_TEXTO DADO_.
◇ ◇ ◇ ◇ ◇
El historiador Christian Goeschel, autor del libro Suicidio en el III Reich, habla de «un nacionalismo catastrofista» para tratar de explicar la ola suicidios y argumenta que el régimen tendía a la autodestrucción, al exterminio de la propia nación antes de que esta fuese conquistada por el enemigo. «Tras la extinción del Führer y el Reich temían caer en el vacío. Podía sentirse la nada. Las historias de terror sobre el Ejército Rojo habían creado una atmósfera de miedo a que, tras la victoria aliada, el pueblo alemán fuera liquidado. A lo sumo esperaban una vida bajo la opresión. Para quienes habían asumido durante doce años los valores del nacionalsocialismo, la vida había perdido sentido», explica a su vez el también historiador Florian Huber en su libro Niño, prométeme que te pegarás un tiro, título que revela el nivel de pánico entre la población alemana, sobre todo al este del río Elba, cuando el conflicto tocaba a su fin.
◇ ◇ ◇ ◇ ◇
_TAREAS_.
**A)** En el texto sobre la ola de suicidios en el III Reich, ¿por qué se temía que el pueblo alemán fuera liquidado tras la victoria aliada? Contesta en una a tres frases.
**B)** ¿Cómo resumirías en dos frases el texto sobre la ola de suicidios en el III Reich?
Los registros provienen de una fuente distinta.

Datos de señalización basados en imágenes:
◇ ◇ ◇ ◇ ◇
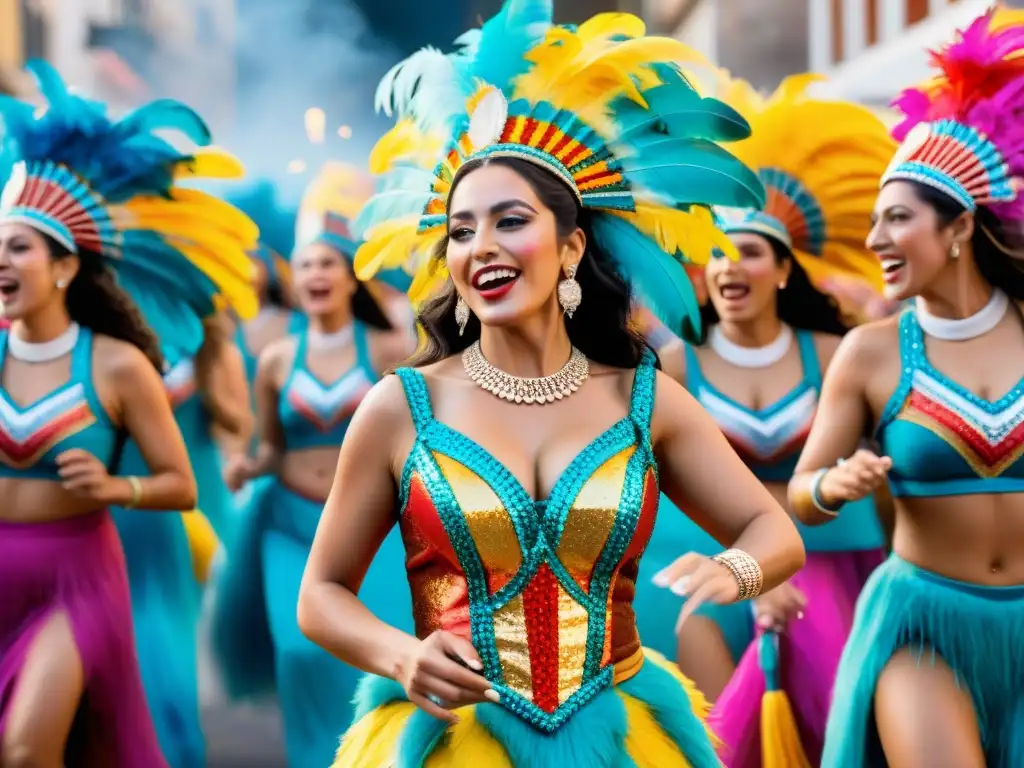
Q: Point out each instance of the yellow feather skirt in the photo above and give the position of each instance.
(653, 733)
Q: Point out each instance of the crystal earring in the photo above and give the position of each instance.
(569, 294)
(461, 314)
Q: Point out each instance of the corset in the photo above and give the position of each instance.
(543, 589)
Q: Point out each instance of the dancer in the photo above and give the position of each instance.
(938, 627)
(772, 334)
(526, 651)
(87, 199)
(307, 388)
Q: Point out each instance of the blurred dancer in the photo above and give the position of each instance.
(307, 387)
(86, 199)
(523, 557)
(934, 670)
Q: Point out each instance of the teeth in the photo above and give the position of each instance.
(493, 274)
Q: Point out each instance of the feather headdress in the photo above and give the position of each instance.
(820, 163)
(276, 228)
(963, 131)
(600, 105)
(113, 187)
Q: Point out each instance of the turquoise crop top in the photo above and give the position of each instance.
(316, 415)
(944, 439)
(769, 441)
(69, 417)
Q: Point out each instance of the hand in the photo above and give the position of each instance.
(854, 478)
(775, 608)
(85, 476)
(443, 674)
(238, 470)
(700, 580)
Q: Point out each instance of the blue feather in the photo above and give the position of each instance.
(657, 279)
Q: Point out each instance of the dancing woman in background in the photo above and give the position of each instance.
(86, 198)
(933, 673)
(307, 387)
(772, 333)
(522, 567)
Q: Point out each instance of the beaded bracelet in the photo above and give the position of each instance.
(744, 569)
(815, 487)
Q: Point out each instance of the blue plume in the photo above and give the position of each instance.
(657, 279)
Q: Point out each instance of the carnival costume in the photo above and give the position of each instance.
(963, 136)
(107, 189)
(820, 163)
(255, 632)
(544, 588)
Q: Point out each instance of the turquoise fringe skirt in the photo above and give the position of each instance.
(977, 631)
(255, 635)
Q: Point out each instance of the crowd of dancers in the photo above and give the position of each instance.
(615, 415)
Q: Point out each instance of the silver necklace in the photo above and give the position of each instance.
(751, 356)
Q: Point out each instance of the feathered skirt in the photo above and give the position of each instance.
(76, 565)
(977, 631)
(651, 720)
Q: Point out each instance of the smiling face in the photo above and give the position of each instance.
(29, 273)
(504, 252)
(910, 241)
(323, 280)
(744, 290)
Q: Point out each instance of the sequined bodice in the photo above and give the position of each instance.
(544, 589)
(944, 439)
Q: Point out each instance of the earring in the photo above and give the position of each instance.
(461, 314)
(569, 293)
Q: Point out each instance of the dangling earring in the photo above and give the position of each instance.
(569, 293)
(461, 314)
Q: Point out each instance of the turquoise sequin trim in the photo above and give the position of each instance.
(539, 525)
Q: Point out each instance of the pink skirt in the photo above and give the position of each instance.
(77, 565)
(809, 653)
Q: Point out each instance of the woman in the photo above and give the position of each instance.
(938, 626)
(522, 567)
(772, 334)
(87, 199)
(307, 387)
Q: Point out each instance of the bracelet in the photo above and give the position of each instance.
(136, 492)
(744, 569)
(815, 487)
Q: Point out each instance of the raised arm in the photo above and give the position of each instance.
(358, 514)
(701, 473)
(832, 470)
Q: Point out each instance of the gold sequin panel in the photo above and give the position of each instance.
(488, 522)
(592, 518)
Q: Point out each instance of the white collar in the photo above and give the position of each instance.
(977, 325)
(751, 356)
(31, 351)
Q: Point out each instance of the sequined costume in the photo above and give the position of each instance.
(108, 190)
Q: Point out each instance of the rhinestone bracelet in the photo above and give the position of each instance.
(744, 569)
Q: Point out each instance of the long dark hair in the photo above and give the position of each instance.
(998, 269)
(600, 327)
(800, 304)
(95, 301)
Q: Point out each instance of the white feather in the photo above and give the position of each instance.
(487, 120)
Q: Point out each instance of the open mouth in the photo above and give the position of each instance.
(734, 291)
(892, 268)
(495, 282)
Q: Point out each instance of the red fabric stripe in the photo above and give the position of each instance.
(540, 602)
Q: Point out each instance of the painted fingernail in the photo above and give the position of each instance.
(681, 587)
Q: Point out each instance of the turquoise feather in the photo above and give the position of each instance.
(657, 279)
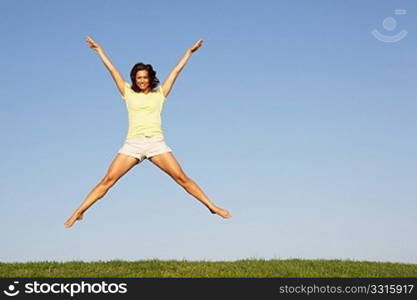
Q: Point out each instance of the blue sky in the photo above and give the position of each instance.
(292, 115)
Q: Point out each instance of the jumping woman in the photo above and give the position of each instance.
(144, 100)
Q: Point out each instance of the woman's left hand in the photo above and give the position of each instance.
(196, 46)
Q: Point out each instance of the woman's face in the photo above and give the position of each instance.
(142, 80)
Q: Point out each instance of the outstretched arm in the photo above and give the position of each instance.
(117, 77)
(169, 82)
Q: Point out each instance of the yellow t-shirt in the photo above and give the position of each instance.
(144, 112)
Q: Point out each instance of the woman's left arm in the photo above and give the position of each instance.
(169, 82)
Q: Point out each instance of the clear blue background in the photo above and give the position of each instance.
(291, 115)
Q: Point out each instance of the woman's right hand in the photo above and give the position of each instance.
(92, 44)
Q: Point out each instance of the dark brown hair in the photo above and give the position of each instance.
(154, 81)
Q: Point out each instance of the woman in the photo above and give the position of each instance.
(144, 101)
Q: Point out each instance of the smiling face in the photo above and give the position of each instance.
(143, 81)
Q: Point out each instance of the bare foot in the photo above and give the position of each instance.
(221, 212)
(72, 219)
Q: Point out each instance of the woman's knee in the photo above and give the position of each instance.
(182, 179)
(108, 181)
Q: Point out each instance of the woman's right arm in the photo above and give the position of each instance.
(117, 77)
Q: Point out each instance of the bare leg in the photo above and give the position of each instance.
(121, 165)
(169, 164)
◇ ◇ ◇ ◇ ◇
_RESPUESTAS ESCRITAS_.
**A)** Las historias de terror sobre el Ejército Rojo habían creado una atmósfera de miedo a que, tras la victoria aliada, el pueblo alemán fuera liquidado.

**B)** Christian Goeschel explica la ola de suicidios con la idea de «un nacionalismo catastrofista» y sostiene que el régimen tendía a la autodestrucción de la propia nación antes de que la conquistara el enemigo. Florian Huber añade que, ante el fin del Führer y del Reich y el miedo al Ejército Rojo, la vida había perdido sentido para quienes habían asumido los valores del nacionalsocialismo, y el título de su libro revela el pánico de la población alemana, sobre todo al este del Elba.